▶ **Problem**
Lines with the word "floral" in them must be copied from the records below.

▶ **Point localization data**
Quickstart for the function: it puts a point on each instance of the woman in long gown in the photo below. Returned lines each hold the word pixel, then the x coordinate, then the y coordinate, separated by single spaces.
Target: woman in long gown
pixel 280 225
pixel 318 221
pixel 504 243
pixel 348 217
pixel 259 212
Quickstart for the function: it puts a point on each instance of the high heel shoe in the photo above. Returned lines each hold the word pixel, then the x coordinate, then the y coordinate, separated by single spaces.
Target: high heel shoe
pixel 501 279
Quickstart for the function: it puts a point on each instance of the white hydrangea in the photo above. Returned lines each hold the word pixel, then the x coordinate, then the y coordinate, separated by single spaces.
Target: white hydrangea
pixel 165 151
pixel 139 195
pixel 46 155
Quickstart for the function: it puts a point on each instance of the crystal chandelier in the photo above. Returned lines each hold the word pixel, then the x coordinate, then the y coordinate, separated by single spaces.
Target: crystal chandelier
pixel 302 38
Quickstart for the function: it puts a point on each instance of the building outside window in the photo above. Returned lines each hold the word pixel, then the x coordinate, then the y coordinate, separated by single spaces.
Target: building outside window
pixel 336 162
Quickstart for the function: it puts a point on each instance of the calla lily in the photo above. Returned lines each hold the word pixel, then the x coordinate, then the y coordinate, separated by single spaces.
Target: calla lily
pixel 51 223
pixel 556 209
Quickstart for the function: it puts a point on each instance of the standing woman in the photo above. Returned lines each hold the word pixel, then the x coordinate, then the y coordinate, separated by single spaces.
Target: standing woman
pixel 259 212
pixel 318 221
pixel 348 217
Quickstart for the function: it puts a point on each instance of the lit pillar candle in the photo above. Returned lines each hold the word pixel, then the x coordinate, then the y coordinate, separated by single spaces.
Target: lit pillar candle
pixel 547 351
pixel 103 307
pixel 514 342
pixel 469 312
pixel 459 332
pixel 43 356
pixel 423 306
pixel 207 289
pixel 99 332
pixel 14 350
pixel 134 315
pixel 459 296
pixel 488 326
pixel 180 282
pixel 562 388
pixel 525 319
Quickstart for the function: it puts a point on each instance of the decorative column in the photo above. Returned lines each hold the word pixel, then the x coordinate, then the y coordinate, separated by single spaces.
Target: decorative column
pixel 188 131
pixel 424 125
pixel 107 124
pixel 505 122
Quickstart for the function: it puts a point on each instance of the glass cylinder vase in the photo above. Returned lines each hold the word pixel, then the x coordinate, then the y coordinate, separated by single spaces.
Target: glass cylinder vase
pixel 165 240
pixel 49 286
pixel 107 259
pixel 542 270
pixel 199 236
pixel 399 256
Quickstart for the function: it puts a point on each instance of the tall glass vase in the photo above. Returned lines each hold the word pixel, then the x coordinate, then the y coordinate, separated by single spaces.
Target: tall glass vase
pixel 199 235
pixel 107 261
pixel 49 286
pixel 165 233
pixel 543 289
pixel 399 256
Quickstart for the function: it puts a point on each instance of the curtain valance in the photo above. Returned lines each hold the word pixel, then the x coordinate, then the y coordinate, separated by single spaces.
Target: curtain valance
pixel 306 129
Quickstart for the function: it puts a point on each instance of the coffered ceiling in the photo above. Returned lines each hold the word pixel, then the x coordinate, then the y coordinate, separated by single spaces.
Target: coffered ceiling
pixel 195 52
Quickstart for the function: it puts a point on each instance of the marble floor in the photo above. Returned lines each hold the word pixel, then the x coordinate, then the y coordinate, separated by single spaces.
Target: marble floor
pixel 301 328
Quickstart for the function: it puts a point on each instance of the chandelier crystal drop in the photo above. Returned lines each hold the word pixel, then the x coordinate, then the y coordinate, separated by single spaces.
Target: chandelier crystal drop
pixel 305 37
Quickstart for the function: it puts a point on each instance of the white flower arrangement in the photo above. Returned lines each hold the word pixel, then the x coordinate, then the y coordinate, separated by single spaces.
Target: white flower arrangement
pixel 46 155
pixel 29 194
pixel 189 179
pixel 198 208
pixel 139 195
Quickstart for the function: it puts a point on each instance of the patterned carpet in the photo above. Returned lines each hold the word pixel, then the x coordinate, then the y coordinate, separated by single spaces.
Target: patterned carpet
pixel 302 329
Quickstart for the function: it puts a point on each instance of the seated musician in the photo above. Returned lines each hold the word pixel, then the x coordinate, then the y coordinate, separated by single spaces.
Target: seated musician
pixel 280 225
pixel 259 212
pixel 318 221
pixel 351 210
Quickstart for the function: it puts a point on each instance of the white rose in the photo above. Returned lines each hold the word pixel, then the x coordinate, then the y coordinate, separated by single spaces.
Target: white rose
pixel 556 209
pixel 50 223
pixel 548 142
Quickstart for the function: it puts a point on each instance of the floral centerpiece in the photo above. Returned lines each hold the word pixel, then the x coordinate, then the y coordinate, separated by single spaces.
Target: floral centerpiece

▶ **Exercise answer**
Quickstart for the function: it puts a point on each instance of the floral centerpiece in the photo above. Returned lines each hold the word pixel, then the x coordinate, then the y coordinate, separated by single spaces.
Target: floral centerpiece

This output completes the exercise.